Location annotation dataset excerpts:
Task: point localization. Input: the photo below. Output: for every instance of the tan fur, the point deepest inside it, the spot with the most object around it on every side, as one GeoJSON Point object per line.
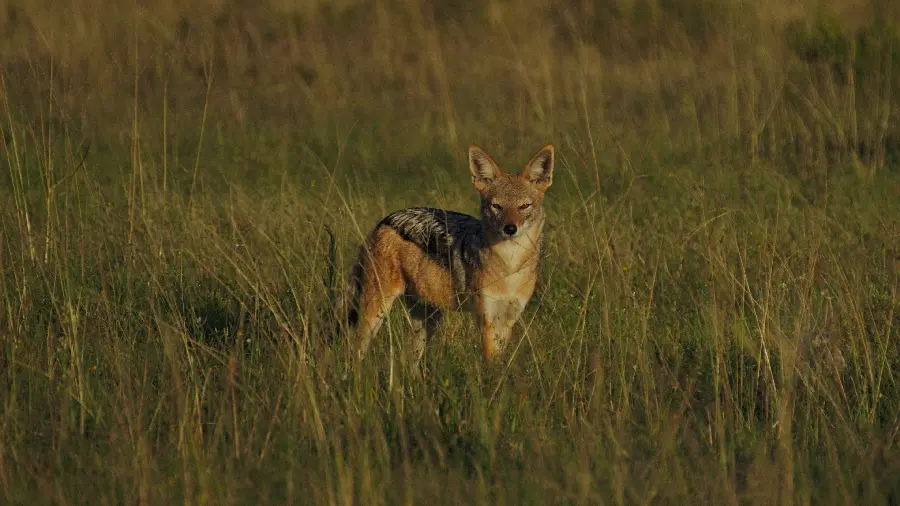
{"type": "Point", "coordinates": [498, 285]}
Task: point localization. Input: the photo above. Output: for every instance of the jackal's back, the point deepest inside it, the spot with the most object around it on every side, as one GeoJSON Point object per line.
{"type": "Point", "coordinates": [452, 239]}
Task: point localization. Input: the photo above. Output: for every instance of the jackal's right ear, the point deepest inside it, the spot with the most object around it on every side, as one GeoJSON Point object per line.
{"type": "Point", "coordinates": [484, 169]}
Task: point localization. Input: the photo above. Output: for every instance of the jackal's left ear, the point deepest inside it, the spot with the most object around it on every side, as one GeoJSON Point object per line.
{"type": "Point", "coordinates": [540, 169]}
{"type": "Point", "coordinates": [484, 168]}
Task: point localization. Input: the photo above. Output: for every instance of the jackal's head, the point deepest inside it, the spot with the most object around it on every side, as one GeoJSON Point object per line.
{"type": "Point", "coordinates": [511, 203]}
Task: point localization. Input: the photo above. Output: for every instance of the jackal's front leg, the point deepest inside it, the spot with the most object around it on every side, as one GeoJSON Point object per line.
{"type": "Point", "coordinates": [496, 317]}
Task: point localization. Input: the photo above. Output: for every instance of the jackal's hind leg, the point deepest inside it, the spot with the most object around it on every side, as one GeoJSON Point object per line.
{"type": "Point", "coordinates": [376, 300]}
{"type": "Point", "coordinates": [425, 319]}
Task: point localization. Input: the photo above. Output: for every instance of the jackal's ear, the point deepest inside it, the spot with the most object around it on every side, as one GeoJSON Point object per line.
{"type": "Point", "coordinates": [484, 169]}
{"type": "Point", "coordinates": [540, 169]}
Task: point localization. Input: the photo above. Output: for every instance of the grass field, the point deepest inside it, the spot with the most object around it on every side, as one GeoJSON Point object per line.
{"type": "Point", "coordinates": [184, 186]}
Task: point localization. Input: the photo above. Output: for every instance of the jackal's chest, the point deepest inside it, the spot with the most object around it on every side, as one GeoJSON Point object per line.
{"type": "Point", "coordinates": [510, 272]}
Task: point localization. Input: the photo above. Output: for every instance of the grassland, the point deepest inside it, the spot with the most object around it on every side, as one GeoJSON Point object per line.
{"type": "Point", "coordinates": [184, 186]}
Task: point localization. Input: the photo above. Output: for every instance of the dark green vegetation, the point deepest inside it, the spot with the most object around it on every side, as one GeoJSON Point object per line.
{"type": "Point", "coordinates": [719, 315]}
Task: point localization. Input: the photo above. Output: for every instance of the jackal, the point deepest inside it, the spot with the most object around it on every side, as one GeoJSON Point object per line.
{"type": "Point", "coordinates": [436, 260]}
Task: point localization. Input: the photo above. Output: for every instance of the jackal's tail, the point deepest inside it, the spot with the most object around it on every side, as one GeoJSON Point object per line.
{"type": "Point", "coordinates": [343, 303]}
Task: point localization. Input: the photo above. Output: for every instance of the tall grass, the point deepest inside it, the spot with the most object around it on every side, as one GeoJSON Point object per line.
{"type": "Point", "coordinates": [185, 186]}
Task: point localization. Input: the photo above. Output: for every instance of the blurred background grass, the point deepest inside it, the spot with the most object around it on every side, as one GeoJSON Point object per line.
{"type": "Point", "coordinates": [719, 310]}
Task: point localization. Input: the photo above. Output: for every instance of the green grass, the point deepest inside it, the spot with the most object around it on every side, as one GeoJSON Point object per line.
{"type": "Point", "coordinates": [717, 320]}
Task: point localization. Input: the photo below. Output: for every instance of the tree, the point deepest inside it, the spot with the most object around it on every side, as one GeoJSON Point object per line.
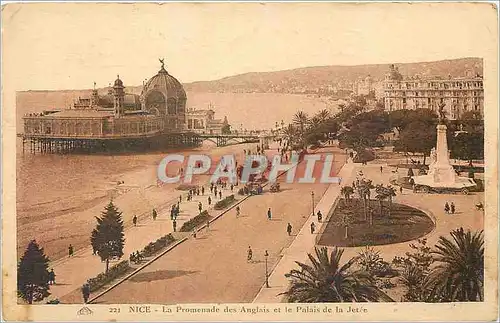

Your instructions: Identify every line in the records above that contains the string "green". Case matters.

Result of this exercise:
Task: point localization. Input: the photo above. Output: for every instance of the dark green vegetation, the point deepest inside it, the spot with the most object around it on every side, as one GeoJSON Point object per line.
Task: point localization. Input: the photo above. Output: for every instance of the green grass, the point deepest inside it, the spot with the most object around it on every side, as one GeoJSON Point object per line.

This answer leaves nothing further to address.